__REQUEST__: Do not carry the pictures over; copy every other part of the entries exactly.

__INPUT ROWS__:
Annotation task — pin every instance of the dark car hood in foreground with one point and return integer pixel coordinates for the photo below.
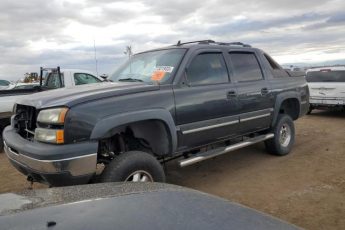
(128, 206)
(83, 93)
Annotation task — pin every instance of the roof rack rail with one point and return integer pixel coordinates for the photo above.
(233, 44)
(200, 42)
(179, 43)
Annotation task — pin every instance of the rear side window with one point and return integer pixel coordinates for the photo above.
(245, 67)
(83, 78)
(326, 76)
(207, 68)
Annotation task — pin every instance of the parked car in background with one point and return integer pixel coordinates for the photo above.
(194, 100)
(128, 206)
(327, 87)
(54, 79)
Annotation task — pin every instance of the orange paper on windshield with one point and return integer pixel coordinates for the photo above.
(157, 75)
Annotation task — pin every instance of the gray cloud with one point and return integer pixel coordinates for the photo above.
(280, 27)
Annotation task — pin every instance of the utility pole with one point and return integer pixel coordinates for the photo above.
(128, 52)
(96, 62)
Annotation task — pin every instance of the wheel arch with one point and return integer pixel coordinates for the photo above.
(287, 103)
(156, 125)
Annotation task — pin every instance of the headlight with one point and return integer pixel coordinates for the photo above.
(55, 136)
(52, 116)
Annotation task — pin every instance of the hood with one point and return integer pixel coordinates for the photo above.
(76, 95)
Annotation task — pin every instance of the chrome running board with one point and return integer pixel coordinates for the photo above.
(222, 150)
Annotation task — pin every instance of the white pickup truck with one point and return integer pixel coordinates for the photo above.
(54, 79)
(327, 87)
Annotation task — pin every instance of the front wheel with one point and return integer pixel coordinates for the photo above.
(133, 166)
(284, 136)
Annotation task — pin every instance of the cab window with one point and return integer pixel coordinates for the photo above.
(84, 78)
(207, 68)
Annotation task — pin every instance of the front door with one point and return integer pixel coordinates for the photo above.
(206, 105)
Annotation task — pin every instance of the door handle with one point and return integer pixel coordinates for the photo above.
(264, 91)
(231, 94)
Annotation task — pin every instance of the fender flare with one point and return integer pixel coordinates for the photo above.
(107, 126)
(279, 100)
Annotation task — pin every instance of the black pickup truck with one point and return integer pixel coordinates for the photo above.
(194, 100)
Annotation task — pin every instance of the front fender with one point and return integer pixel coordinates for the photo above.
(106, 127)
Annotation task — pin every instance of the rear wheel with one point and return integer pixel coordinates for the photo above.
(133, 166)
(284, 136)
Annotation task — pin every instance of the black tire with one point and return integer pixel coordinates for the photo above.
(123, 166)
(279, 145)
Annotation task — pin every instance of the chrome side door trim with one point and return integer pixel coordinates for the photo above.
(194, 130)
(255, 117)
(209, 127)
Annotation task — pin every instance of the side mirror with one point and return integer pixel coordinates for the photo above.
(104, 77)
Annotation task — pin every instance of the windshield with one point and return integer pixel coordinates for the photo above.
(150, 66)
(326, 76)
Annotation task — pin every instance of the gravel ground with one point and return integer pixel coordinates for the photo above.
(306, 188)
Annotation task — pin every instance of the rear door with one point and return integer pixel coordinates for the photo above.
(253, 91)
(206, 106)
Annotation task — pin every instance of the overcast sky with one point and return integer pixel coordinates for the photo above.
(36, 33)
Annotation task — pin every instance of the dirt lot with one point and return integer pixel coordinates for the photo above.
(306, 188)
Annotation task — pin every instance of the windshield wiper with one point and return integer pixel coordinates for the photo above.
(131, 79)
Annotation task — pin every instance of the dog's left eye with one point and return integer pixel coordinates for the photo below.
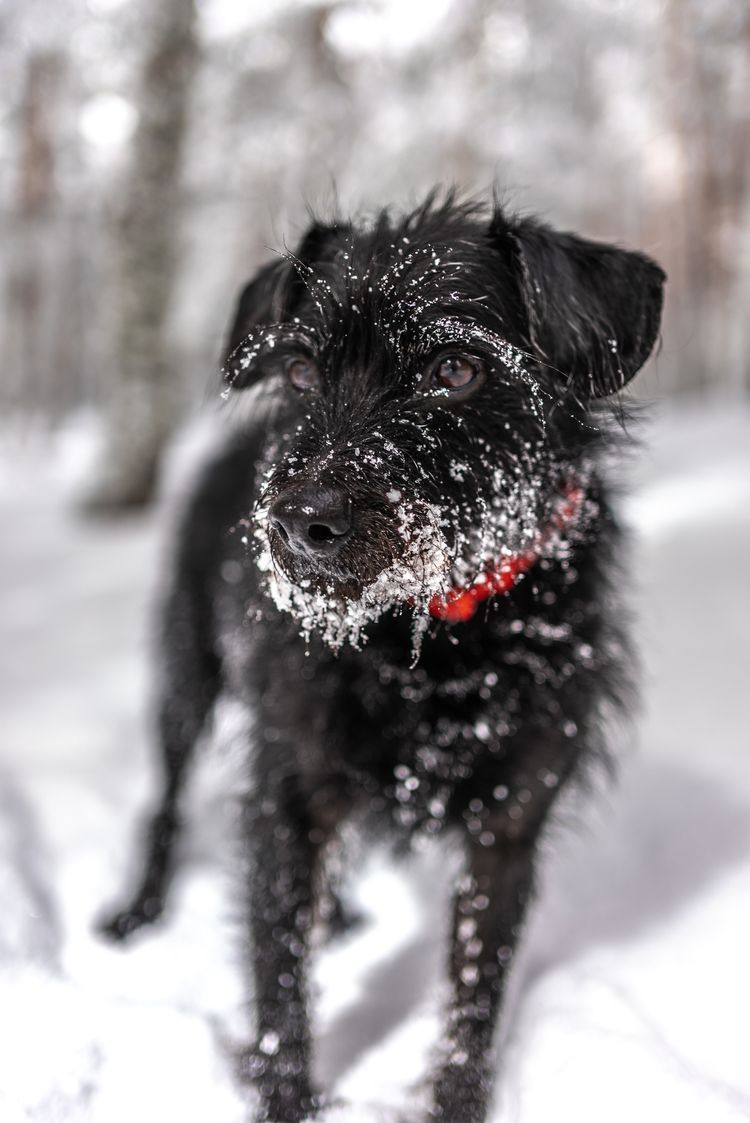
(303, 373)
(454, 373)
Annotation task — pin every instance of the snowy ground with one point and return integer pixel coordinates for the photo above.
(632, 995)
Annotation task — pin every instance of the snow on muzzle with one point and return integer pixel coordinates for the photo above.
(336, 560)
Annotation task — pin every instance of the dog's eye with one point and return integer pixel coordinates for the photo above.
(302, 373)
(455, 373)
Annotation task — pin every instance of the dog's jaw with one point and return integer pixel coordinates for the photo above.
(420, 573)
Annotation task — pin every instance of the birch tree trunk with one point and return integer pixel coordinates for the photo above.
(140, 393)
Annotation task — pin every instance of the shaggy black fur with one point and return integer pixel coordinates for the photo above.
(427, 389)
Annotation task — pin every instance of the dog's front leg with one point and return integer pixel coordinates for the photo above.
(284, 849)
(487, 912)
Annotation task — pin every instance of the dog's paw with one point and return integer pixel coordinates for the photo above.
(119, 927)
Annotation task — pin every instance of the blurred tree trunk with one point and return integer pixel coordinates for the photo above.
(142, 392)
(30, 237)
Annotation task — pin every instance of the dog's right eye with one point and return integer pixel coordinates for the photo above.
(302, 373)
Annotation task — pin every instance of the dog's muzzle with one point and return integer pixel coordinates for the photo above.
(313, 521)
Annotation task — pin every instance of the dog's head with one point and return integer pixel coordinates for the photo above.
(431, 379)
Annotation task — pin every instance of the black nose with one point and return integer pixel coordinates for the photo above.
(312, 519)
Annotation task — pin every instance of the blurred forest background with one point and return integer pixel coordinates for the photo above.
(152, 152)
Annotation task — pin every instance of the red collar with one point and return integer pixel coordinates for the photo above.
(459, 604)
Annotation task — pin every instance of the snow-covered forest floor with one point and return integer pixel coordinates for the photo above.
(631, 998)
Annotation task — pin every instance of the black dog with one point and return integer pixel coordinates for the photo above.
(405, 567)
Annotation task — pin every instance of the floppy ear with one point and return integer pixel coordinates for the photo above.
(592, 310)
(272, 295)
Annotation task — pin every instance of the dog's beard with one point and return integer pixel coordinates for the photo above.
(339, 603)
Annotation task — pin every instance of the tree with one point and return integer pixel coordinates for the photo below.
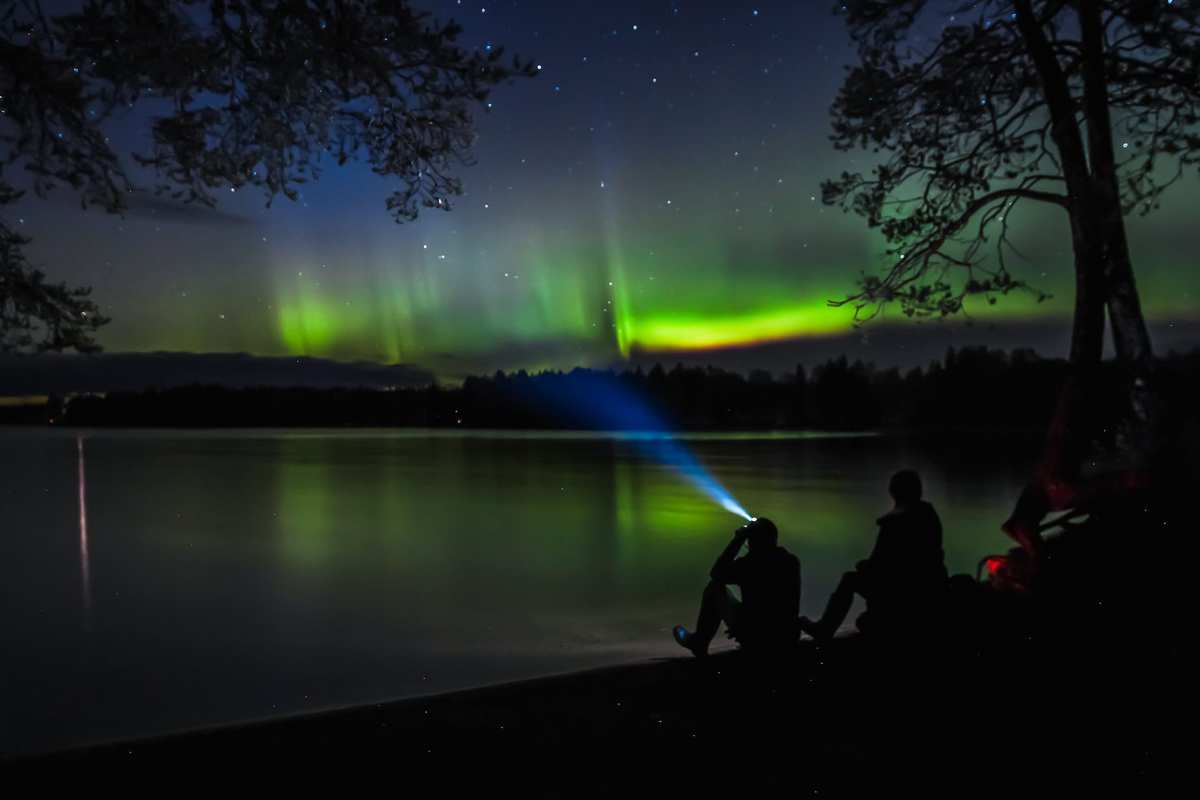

__SOLVED PROBLEM__:
Annotation task — pin every instance of the dark car hood in foreground with one point and return integer pixel coordinates for the photo below.
(128, 206)
(83, 93)
Annotation task — pin every instance of the roof rack rail with one point and return integer pixel coordinates for the photo above.
(233, 44)
(200, 42)
(179, 43)
Annotation task — pin every instance of the rear side window with one point and return integer pixel coordinates for the photo above.
(245, 67)
(83, 78)
(326, 76)
(207, 68)
Annotation task — pin every instance of the parked car in background with one point and return integer pixel coordinates for the photo above.
(194, 100)
(128, 206)
(327, 87)
(54, 79)
Annotation task — pin every instance of the orange paper on windshield with one point and return integer pixel coordinates for the photo above.
(157, 75)
Annotation task — pin every instance of the gray cloud with one point and return integer pixel coordinates for the photo above.
(280, 27)
Annotation task — pin every instance of the utility pole with one point and return integer pixel coordinates for the photo above.
(128, 52)
(96, 62)
Annotation task — pin every instance of the wheel arch with one point and return integer pixel coordinates for the photo above.
(287, 103)
(156, 125)
Annotation task — pin every instance of the headlight with one point and return integer pixel coordinates for the photo above.
(55, 136)
(52, 116)
Annotation task — pin every instance of the hood with one point and return integer pixel coordinates for the photo above.
(76, 95)
Annotation task — pin every instance of the chrome running board with one point and return integer pixel coordinates for the photo above.
(222, 150)
Annotation task — pin every instance of the white pickup truck with one point and return integer pixel coordinates for the photo above.
(54, 79)
(327, 87)
Annotation task — pin every instance of the front wheel with one point and return integer pixel coordinates for the photo above.
(133, 166)
(284, 136)
Annotation task — pin every instance of the cab window with one point and return integer pixel coordinates for the photo above.
(84, 78)
(207, 68)
Annotation task — pin every instance of the front door with one point and return integer pixel coordinates for the photo above.
(206, 105)
Annotation task — pin every instance of the door handle with one point and return integer pixel coordinates for the photo above.
(264, 91)
(231, 94)
Annotation task — pin every instance of the fender flare with one point and return integer pixel coordinates for the photo above.
(107, 126)
(279, 100)
Annotation task — pin every instance of the black pickup truck with one point and return integer pixel coordinates for the photo above.
(194, 100)
Annotation task — pin every instance of the front fender with one point and return integer pixel coordinates for the photo above.
(106, 127)
Annotation task — pin every instance of the rear wheel with one point and return integer pixel coordinates for the photo above.
(133, 166)
(284, 136)
Annotation task — pin every instance of the black tire with one point and return integer pixel coordinates for the photo above.
(123, 166)
(279, 145)
Annotation task — pin every instance of the chrome side door trim with one point and return integer pixel coordinates for the photo above.
(194, 130)
(255, 117)
(209, 127)
Annotation task — pin every instance of the side mirror with one point and return integer pixel coordinates for the photo above.
(104, 77)
Annotation task — pin every instance of the windshield with one point and return integer pixel coordinates for the photo above.
(150, 66)
(326, 76)
Annotation task — pin every instance of the gravel ground with one point and return integer pixel coordinates for the photo above.
(306, 188)
Annotation task — pin every instance of the rear door with one point and return integer pixel coordinates for the photo above.
(253, 91)
(206, 106)
Annotation task — pin every instance of the overcast sky with one point and return integer pixel coordinates for the photo above.
(36, 33)
Annotation task — pin every instance of the dirt lot with one point and return integer pixel coordinates for the photo above.
(306, 188)
Annotation task — pin every instance of the windshield wiper with one point and return integer pixel coordinates for the photo above.
(131, 79)
Annotation task — pin every instance of the dog's left eye with one point and return integer pixel coordinates for the photo below.
(303, 373)
(454, 373)
Annotation task — pin every instance of the snowy ground with one point and return integer pixel coordinates for the photo above.
(632, 995)
Annotation task — pin every instance of the snow on muzzle with one point and return integer pixel coordinates for the photo above.
(336, 560)
Annotation task — pin every instance of the dog's eye with one point and return integer pixel coordinates for the photo above.
(302, 373)
(455, 373)
Annotation task — pin every instance of the dog's jaw with one point and return integer pixel coordinates for the photo above.
(420, 573)
Annotation task — pin every instance of the birch tree trunk with one point and return integer pixel coordinates for the photo above.
(140, 393)
Annotation task — pin every instance of the shaggy black fur with one point and return integer pixel coordinates for the photo above.
(427, 389)
Annotation task — pin every instance of the dog's front leg with one point and return integer pixel coordinates for the photo above.
(284, 849)
(487, 912)
Annotation task — pin every instance of the dog's paw with one point and return integer pixel coordinates for the photo above.
(119, 927)
Annotation task — pin every instance of the blurred tree trunk with one point and return integer pixel coordinates for the photo above.
(142, 392)
(30, 237)
Annotation task — pin every instance of the dog's right eye with one point and return integer pixel coordinates for the photo above.
(302, 373)
Annotation task — pin every instance of the dog's muzzle with one point and return integer pixel coordinates for the photo above.
(313, 521)
Annotation task — pin every instance of the dog's head with one point and return integer pixel coordinates for the photo above.
(431, 379)
Annotation task — pin every instance of the black nose with one point and return integer pixel coordinates for the photo above.
(312, 519)
Annotation task — pin every instance of the blurred forest background with one point and return integer pixel coordinates for the photo above.
(152, 152)
Annotation task — pin every instance of the red collar with one point and return integer pixel coordinates for the photo above.
(459, 604)
Annotation task — pin every instance of the snow-covered forest floor with one point and return integer pixel coordinates for the photo above.
(631, 998)
Annotation task — pin every instance of the black dog with one point and return integer pixel coordinates for the photo above.
(405, 567)
Annotation task — pin every instance of the floppy ear with one point and return integer pixel coordinates for the photo above.
(592, 310)
(272, 295)
Annotation task — pin every instance of the dog's beard with one point and return integer pixel coordinates for the photo above.
(339, 603)
Annotation task — pin every instance of the tree with one point and return integer pixel coordinates for the photo below.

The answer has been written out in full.